§ Action item:
Each entry below is to be printed verbatim.
++++++++++
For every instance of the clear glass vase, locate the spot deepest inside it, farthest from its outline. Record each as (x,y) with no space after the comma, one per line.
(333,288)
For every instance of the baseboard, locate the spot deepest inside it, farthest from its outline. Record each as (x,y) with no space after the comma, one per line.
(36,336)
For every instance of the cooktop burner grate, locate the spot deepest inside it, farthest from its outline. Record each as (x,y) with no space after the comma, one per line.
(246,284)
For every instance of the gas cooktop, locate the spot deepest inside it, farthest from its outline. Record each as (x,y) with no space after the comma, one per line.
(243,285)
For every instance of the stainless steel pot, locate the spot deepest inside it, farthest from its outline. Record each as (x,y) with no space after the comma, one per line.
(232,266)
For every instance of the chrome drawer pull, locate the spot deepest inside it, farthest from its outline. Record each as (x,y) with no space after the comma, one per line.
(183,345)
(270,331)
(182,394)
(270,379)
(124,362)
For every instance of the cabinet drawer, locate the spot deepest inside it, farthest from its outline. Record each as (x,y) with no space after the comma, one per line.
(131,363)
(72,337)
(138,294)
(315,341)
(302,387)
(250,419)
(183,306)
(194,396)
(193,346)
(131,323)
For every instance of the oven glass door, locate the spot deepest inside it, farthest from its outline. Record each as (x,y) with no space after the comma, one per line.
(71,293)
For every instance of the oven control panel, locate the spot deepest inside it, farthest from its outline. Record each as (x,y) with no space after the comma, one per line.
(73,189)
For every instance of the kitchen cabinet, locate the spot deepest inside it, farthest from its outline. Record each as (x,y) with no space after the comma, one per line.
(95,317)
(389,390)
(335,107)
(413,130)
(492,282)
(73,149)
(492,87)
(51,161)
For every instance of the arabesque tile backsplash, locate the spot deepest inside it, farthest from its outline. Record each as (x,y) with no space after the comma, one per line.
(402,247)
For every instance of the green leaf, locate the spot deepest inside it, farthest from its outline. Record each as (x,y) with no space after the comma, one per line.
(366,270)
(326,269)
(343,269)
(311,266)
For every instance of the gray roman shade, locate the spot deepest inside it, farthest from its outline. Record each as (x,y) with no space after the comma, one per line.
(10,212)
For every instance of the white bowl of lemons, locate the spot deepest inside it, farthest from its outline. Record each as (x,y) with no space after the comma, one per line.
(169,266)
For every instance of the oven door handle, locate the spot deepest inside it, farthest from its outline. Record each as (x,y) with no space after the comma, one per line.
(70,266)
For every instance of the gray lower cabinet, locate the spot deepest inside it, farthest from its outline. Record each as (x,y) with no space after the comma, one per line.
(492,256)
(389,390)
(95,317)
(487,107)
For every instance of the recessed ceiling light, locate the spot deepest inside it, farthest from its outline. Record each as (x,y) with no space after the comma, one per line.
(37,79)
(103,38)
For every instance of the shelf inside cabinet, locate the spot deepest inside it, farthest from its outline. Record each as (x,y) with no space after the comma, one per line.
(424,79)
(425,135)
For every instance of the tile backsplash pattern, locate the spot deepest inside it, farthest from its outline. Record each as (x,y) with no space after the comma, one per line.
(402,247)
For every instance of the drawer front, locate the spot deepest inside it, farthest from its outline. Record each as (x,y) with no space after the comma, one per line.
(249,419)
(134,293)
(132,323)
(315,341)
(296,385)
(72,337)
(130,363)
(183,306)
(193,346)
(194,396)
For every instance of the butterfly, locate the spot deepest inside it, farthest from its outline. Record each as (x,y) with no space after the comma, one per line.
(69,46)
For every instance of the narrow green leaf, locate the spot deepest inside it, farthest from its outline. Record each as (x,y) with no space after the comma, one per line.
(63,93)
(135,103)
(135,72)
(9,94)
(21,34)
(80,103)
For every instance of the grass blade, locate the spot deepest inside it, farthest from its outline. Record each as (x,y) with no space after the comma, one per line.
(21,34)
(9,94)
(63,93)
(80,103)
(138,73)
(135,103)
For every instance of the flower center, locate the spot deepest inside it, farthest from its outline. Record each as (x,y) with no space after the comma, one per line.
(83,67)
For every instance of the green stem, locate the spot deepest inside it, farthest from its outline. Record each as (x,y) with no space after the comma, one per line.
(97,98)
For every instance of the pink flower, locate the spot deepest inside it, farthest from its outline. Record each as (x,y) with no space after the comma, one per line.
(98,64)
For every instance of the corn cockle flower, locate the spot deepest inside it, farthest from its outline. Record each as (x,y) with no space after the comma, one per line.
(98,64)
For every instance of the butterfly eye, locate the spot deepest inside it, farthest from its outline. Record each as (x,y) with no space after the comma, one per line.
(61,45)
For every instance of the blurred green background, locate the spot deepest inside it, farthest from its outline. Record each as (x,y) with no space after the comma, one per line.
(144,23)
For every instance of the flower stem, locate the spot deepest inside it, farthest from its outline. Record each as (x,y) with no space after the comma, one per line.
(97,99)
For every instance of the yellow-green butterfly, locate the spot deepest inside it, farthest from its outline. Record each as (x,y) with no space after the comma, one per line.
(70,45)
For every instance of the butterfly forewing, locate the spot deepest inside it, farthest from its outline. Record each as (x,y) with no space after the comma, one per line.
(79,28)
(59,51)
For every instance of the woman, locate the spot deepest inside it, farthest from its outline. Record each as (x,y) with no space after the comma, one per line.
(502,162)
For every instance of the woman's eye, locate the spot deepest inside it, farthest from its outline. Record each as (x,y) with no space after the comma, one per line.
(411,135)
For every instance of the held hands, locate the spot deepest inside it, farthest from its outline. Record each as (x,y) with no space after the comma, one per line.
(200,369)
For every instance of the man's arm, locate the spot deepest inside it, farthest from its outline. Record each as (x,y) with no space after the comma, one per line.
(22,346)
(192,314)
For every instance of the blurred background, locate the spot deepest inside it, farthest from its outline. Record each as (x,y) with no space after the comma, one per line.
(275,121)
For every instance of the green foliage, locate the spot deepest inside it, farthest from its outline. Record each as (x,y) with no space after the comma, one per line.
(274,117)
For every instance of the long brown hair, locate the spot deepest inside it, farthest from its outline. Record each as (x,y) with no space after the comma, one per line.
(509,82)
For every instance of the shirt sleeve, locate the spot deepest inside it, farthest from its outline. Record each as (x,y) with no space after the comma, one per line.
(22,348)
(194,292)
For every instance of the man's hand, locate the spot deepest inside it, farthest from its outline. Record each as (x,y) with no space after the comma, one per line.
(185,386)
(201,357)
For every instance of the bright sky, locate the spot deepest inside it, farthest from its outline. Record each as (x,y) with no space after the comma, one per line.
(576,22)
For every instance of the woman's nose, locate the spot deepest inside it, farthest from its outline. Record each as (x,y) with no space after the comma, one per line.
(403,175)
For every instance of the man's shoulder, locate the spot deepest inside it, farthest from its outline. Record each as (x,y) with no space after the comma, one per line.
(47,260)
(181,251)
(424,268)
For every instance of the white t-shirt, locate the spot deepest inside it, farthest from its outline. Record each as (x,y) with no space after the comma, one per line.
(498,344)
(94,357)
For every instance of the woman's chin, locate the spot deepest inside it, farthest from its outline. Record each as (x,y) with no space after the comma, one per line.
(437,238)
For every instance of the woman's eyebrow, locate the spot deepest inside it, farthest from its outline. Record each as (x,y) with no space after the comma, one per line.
++++++++++
§ Result:
For every instance of the clear glass vase, locate the spot deepest inside it, farthest from its outline. Record each as (x,y) with no space after the comma, one per line.
(333,288)
For every instance of the baseboard, locate the spot deepest inside it, farthest from its outline. Record each as (x,y) with no space after the comma, one per line.
(36,336)
For every instance of the cooktop burner grate, locate the spot deepest inside it, farthest from its outline. Record each as (x,y) with no space after the comma, one per line.
(246,284)
For every instance of the gas cooktop, locate the spot deepest inside it, farthest from its outline. Record each as (x,y) with no space after the comma, one per line.
(243,285)
For every instance of the stainless steel pot, locate the spot deepest inside it, farthest from its outline. Record each as (x,y) with no space after the comma, one per line.
(232,266)
For every instance of the chrome drawer pull, locate the spot deepest inside it, farthest from its outline. Record each as (x,y) with no space after the comma, one per line.
(183,345)
(270,331)
(182,394)
(270,379)
(124,362)
For every instance of the cabinet drawer, locate the spot deepest inside it, farthest from its outline. Record each as (x,y) with no space after the comma, one per line.
(131,363)
(72,337)
(138,294)
(315,341)
(302,387)
(250,419)
(183,306)
(194,396)
(193,346)
(131,323)
For every instance of the oven glass door, locate the spot deepest inside it, farthest from its outline. Record each as (x,y) with no space after the comma, one per line.
(71,293)
For every instance of the oven control panel, locate the spot deepest inside it, farthest from its outline. Record each as (x,y) with no space after the comma, one per line.
(73,189)
For every instance of the kitchen cabinet, locate the spot deepest inside it, farthest from its outline. Record each as (x,y) with no space after the comma, one per line.
(95,317)
(389,390)
(335,107)
(413,130)
(492,282)
(73,149)
(492,87)
(51,161)
For every instance of the arabesque tile backsplash, locate the spot deepest inside it, farthest from its outline. Record each as (x,y) with no space after the comma, one per line.
(402,247)
For every instance of the green leaf, locate the spot deepest inside it, farthest from its outline. Record each as (x,y) with no space after the comma, one per line.
(366,270)
(326,269)
(343,269)
(311,266)
For every instance of the gray roman shade, locate the spot deepest inside it, farthest from its outline. Record each as (x,y) with no space after the comma, one per line.
(10,212)
For every instance of the white bowl of lemons, locate the spot deepest inside it, farthest from its outline. Record each as (x,y) with no space after the comma, one per line.
(169,266)
For every instance of the oven door handle, locate the spot deepest inside it, farthest from its outline. Record each as (x,y) with no space after the comma, one per line.
(70,266)
For every instance of the gray lower cabinet, locate the spot deepest inside it, farthest from its outline. Record each as (x,y) with no space after the comma, one per line.
(492,256)
(389,390)
(95,317)
(487,107)
For every instance of the recessed ceiling light, locate the spot deepest inside it, farthest from its outline. Record each as (x,y) with no space after the comma, one per line.
(37,79)
(103,38)
For every instance of the shelf inside cabinet, locate the spot deepest inside it, farthest from its outline. Record each as (x,y) with no space after the comma, one per line.
(424,79)
(425,135)
For every instance of the tile backsplash pattern, locate the spot deepest inside it, farthest from its outline. Record each as (x,y) with no space after the comma, one per line.
(402,247)
For every instance of the drawer front, locate the spot deepest inside it, farthest from its outline. Record each as (x,y) with no space after the comma, one per line.
(249,419)
(134,293)
(132,323)
(315,341)
(296,385)
(72,337)
(130,363)
(183,306)
(193,346)
(194,396)
For every instance of the butterfly, locate the spot deepest inside it, farthest from its outline. Record each as (x,y) with no space after the comma, one per line.
(69,46)
For every instance of the narrow green leaf, locate the spot deepest inside it, farthest from its outline. Record each as (x,y) with no space after the comma, one per line.
(63,93)
(135,103)
(135,72)
(9,94)
(21,34)
(80,103)
For every instance of the grass blade, locate the spot deepest inside it, farthest from its outline. Record each as (x,y) with no space after the comma, one per line.
(21,34)
(9,94)
(63,93)
(80,103)
(138,73)
(135,103)
For every instance of the flower center, locate the spot deepest inside it, farthest from its outline. Record each as (x,y) with no space after the comma, one per line.
(83,67)
For every instance of the green stem, locate the spot deepest inside it, farthest from its outline. Record each as (x,y) with no space after the comma, one per line.
(97,98)
For every instance of the pink flower, locate the spot deepest inside it, farthest from its outline. Record each as (x,y) with no space after the comma, one per line.
(98,64)
For every instance of the corn cockle flower, locate the spot deepest inside it, farthest from its outline. Record each as (x,y) with no space after the comma, one per line.
(98,64)
For every instance of the butterfly eye, locate the spot deepest inside it, farthest from its outline. Record each as (x,y) with no space after the comma, one per line.
(61,45)
For every instance of the blurred green background, locate the spot deepest inside it, farthest from its outline. Record each as (x,y) with no space after the comma, one per line.
(144,23)
For every instance of the flower stem, locate the spot deepest inside it, farthest from its outline. Record each as (x,y) with no space after the comma, one per line.
(97,99)
For every instance of the yellow-green butterfly, locate the spot deepest inside it, farthest from its outline. Record each as (x,y) with no space after the comma, one per line.
(70,45)
For every instance of the butterfly forewing, locate the spot deepest inside it, farthest from its outline. Record each as (x,y) with no space after the comma, one per line.
(79,28)
(59,51)
For every instance of the woman, locate the spot deepest inside it, farthest from its outline. Record each as (x,y) with no space after the comma, one per line.
(502,162)
For every instance of the woman's eye, locate the spot deepest inside it, farthest from its outline. Record each as (x,y) with no space after the comma, one per line.
(411,135)
For every instance of the held hands, locate the spot deepest inside it, farthest from its outline. Record each as (x,y) with no space after the comma, one per line.
(200,369)
For every instance of the man's arm, locate the spot deepest inside it, farthest from its outline. Record each as (x,y) with no space after the comma, one per line.
(22,346)
(192,314)
For every instance of the blurred background, locate the spot deepest inside it, farthest from its outline. Record each as (x,y) with no space after the comma, one per line.
(275,121)
For every instance of the green foliage, locate the spot deepest inside it, farthest from its outline. Record each as (x,y) with no space after the comma, one per line.
(274,117)
For every instance of the long brown hair, locate the spot deepest inside it, farthest from its outline. Record each as (x,y) with no space after the comma, one per line.
(509,82)
For every instance of the shirt sleeve, locate the spot deepest inside it, farthest from its outline. Record each as (x,y) with no space after the comma, one per line.
(22,348)
(194,292)
For every instance of the man's hand, locate the spot deepest inside it, farthest from its outline. Record each as (x,y) with no space after the comma, one per line.
(185,386)
(201,357)
For every instance of the bright sky, locate the spot deepest inside it, farthest from its outline. Record each as (x,y) with no space after the comma, one per line.
(576,22)
For every instance of the woman's nose, locate the spot deepest inside it, farthest from its outline. Record each as (x,y) with no space after the comma, one per line.
(403,175)
For every instance of the man's shoulder, locate the spot deepest inside it, farthest from its outline. Record each as (x,y) with no space after the comma, one per line.
(47,260)
(181,251)
(424,268)
For every instance of the white t-shirt, locate the spot deepest inside it, farthest from its outline. Record each as (x,y) with no space after the comma, one per line.
(498,344)
(94,357)
For every instance of the woman's chin, locate the spot deepest inside it, farthest from its outline. Record each as (x,y) with no space after the comma, one per line.
(437,238)
For every instance of the woman's eyebrow, locate the spot deepest inside it, farthest from its outline. Record each as (x,y) with no space after the comma, one per line.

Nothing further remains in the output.